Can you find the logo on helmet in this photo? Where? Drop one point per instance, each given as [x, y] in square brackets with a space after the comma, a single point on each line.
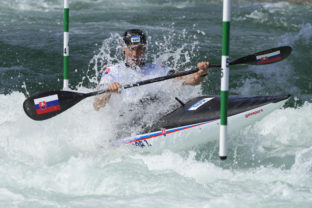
[135, 39]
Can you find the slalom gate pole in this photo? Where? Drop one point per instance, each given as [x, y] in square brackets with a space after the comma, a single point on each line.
[66, 40]
[224, 77]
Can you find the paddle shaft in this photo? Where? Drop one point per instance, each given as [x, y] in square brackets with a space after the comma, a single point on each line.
[149, 81]
[67, 99]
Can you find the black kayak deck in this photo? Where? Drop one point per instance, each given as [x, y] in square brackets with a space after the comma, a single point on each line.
[207, 108]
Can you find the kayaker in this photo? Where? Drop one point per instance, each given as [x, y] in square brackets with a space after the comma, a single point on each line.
[134, 48]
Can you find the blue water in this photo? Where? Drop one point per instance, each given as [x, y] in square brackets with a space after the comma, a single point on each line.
[66, 162]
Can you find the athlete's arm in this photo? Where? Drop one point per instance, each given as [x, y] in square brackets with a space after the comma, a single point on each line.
[101, 100]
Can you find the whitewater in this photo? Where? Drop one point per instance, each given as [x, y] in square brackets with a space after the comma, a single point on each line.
[68, 161]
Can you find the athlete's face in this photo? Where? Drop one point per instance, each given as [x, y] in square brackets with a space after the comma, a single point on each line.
[134, 54]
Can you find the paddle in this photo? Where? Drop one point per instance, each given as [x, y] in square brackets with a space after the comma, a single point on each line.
[46, 105]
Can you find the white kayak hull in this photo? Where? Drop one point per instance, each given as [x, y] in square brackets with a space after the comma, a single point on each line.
[188, 136]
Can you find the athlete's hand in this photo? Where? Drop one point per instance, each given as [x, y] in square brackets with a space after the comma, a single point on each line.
[114, 87]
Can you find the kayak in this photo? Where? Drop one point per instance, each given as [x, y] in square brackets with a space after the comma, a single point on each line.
[196, 122]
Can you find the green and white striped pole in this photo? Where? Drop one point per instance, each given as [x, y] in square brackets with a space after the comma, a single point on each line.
[66, 40]
[224, 77]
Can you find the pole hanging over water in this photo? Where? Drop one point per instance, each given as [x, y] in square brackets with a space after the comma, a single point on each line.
[224, 77]
[66, 40]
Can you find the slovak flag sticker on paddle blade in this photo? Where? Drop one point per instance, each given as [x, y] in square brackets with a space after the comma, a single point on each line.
[269, 58]
[47, 104]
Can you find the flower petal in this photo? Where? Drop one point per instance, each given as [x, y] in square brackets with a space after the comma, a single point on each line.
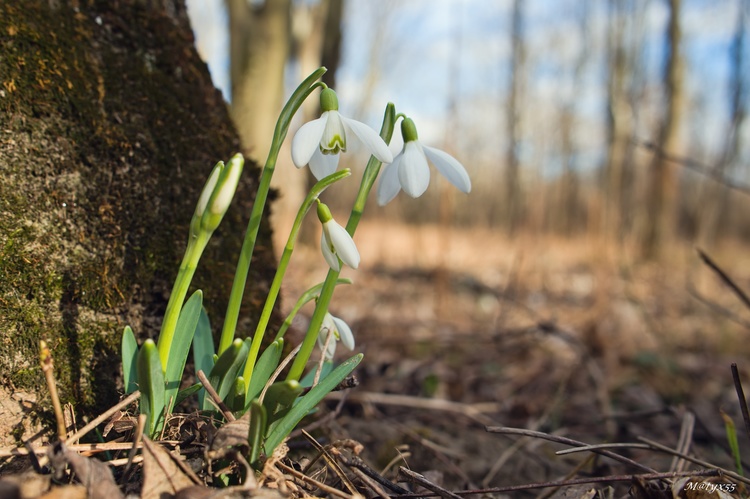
[307, 140]
[369, 138]
[343, 244]
[345, 333]
[449, 167]
[325, 247]
[389, 185]
[322, 165]
[413, 172]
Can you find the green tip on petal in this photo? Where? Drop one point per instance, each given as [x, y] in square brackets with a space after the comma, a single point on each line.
[408, 130]
[329, 101]
[324, 213]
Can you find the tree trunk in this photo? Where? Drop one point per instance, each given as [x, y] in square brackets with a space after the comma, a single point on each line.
[109, 126]
[661, 203]
[513, 194]
[259, 45]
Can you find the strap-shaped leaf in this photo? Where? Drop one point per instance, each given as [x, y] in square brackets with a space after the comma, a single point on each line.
[203, 349]
[151, 383]
[308, 402]
[257, 429]
[228, 366]
[129, 356]
[266, 365]
[236, 396]
[280, 397]
[178, 350]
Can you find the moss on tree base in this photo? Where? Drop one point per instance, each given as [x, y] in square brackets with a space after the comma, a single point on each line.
[109, 125]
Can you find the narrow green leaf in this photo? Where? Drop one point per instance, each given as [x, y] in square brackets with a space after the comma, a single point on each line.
[227, 367]
[267, 364]
[183, 394]
[257, 430]
[178, 351]
[129, 356]
[203, 350]
[280, 397]
[151, 384]
[308, 402]
[307, 381]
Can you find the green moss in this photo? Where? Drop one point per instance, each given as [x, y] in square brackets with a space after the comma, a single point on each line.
[109, 124]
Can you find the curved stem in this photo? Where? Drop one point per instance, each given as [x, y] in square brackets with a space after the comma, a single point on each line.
[253, 225]
[273, 292]
[368, 180]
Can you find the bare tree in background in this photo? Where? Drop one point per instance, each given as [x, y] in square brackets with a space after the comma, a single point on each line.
[715, 198]
[259, 35]
[661, 202]
[513, 194]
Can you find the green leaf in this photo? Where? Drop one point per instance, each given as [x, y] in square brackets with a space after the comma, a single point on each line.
[227, 367]
[151, 383]
[280, 397]
[257, 429]
[307, 381]
[267, 364]
[178, 351]
[129, 356]
[203, 350]
[183, 394]
[308, 402]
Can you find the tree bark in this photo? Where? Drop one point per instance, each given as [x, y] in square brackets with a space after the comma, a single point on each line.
[109, 126]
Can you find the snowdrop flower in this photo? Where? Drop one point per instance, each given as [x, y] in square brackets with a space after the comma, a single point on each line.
[320, 141]
[341, 332]
[336, 242]
[409, 170]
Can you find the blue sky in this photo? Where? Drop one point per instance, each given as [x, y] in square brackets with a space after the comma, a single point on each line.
[432, 53]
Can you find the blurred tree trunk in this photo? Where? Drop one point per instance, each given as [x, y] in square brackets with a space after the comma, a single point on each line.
[513, 194]
[620, 118]
[259, 34]
[110, 125]
[715, 199]
[661, 202]
[317, 42]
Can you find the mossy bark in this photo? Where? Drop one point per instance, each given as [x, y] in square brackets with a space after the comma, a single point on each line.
[109, 125]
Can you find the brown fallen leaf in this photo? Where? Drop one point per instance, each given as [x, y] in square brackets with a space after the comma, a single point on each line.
[93, 474]
[66, 492]
[161, 475]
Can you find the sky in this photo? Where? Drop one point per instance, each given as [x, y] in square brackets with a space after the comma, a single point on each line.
[445, 63]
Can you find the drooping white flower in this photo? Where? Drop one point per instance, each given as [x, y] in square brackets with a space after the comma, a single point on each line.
[336, 242]
[409, 170]
[319, 142]
[340, 331]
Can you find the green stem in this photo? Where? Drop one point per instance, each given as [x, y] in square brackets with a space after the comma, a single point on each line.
[273, 292]
[368, 180]
[253, 225]
[179, 291]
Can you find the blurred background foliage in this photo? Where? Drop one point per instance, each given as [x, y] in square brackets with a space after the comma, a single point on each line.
[624, 119]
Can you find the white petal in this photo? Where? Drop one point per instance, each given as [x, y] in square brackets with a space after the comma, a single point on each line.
[369, 138]
[413, 172]
[345, 333]
[322, 165]
[307, 140]
[325, 247]
[343, 244]
[389, 185]
[334, 134]
[449, 167]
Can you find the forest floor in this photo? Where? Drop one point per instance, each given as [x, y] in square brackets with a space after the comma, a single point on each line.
[467, 329]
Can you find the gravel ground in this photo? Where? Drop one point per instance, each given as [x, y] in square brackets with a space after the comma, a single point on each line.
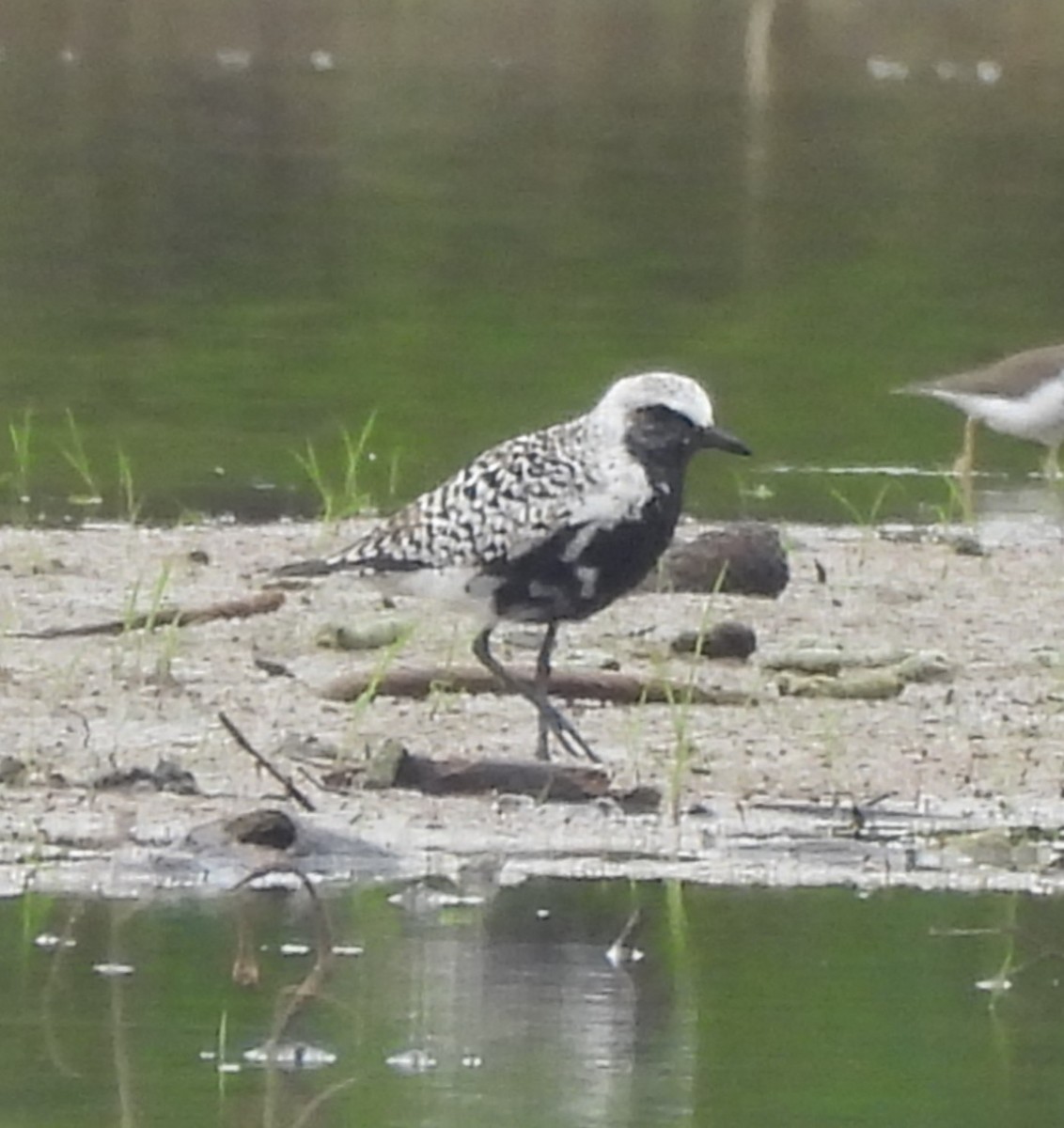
[928, 787]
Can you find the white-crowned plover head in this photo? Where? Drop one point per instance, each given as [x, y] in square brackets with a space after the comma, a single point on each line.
[550, 525]
[1021, 395]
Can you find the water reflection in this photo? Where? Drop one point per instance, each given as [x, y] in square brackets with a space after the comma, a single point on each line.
[750, 1008]
[227, 227]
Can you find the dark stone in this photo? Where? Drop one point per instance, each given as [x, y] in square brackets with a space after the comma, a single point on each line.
[262, 828]
[746, 558]
[12, 770]
[724, 640]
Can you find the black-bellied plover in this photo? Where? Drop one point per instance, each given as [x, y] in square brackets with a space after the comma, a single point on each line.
[550, 525]
[1021, 395]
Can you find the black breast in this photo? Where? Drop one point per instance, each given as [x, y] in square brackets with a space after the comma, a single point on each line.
[583, 569]
[555, 582]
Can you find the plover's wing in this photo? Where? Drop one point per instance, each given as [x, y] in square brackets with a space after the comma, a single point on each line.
[505, 503]
[502, 505]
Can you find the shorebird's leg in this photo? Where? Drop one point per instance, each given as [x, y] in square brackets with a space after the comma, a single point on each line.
[550, 716]
[543, 682]
[1052, 466]
[966, 460]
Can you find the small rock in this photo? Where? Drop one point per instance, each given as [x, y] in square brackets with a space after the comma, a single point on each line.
[164, 776]
[12, 771]
[878, 685]
[364, 635]
[262, 828]
[966, 545]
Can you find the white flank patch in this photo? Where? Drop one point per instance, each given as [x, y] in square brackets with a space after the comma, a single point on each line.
[1038, 415]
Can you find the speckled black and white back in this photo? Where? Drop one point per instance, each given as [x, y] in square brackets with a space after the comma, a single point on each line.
[530, 528]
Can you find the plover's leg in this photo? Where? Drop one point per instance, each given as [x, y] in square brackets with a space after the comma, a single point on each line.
[966, 460]
[550, 715]
[543, 682]
[1052, 466]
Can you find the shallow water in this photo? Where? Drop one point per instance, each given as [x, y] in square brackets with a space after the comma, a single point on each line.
[229, 229]
[748, 1008]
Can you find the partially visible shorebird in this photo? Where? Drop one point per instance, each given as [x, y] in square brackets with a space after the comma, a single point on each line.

-=-=-=-=-

(Exercise details) With the line containing "Can you find the black breast" as the first and the last line of the records as the final one, print exactly the lines in that span.

(Full output)
Can you find the black breast in this photo? Where? Drop one point per instance, each given as [x, y] in square brackets with a space after the comma, a single point on each line.
[583, 569]
[555, 582]
Can you find the plover's wing in this photo? Where? Drop one point per instance, each given as [x, y] in square brackets with a space after the comma, a single point on each line.
[505, 503]
[502, 505]
Can you find the shorebird's leg in this photo? Where? Drop one point per instance, each given as [x, y] in square brackets with a space after the comma, a single point on each line.
[550, 716]
[543, 682]
[1052, 466]
[966, 460]
Can you find the small rock in this photo? Where? Drop one point per instance, each given as [x, y] in square brackets with a space after the comma, a single point on each line.
[164, 776]
[12, 771]
[878, 685]
[364, 635]
[262, 828]
[966, 545]
Can you find the white flank patch in this photo? Where? Drop one point per instance, each given as [x, y] in square brackets with a space after the comma, a single point on each line.
[1038, 415]
Can you find the speckled black and white back in this photo? Where? Drop one point per instance, each given as [x, y] in square brackets with a space after the comma, a single point on each line.
[530, 528]
Can you find the plover's leg in this photo? Where? Drop one point per instance, each given as [x, y] in square brackets with a space after the comma, a single point on each line.
[966, 460]
[550, 715]
[543, 682]
[1052, 466]
Can you find the shallow water in this photo? Where? Drop one point per instance, each given as [x, y] in square brackets with a space after the comma, a single point on each line.
[229, 229]
[748, 1008]
Can you find the partially visible shorebird in this photo? Where? Drop one point per instance, each given as [x, y] in square brackets with a space after the comma, a single point on each line.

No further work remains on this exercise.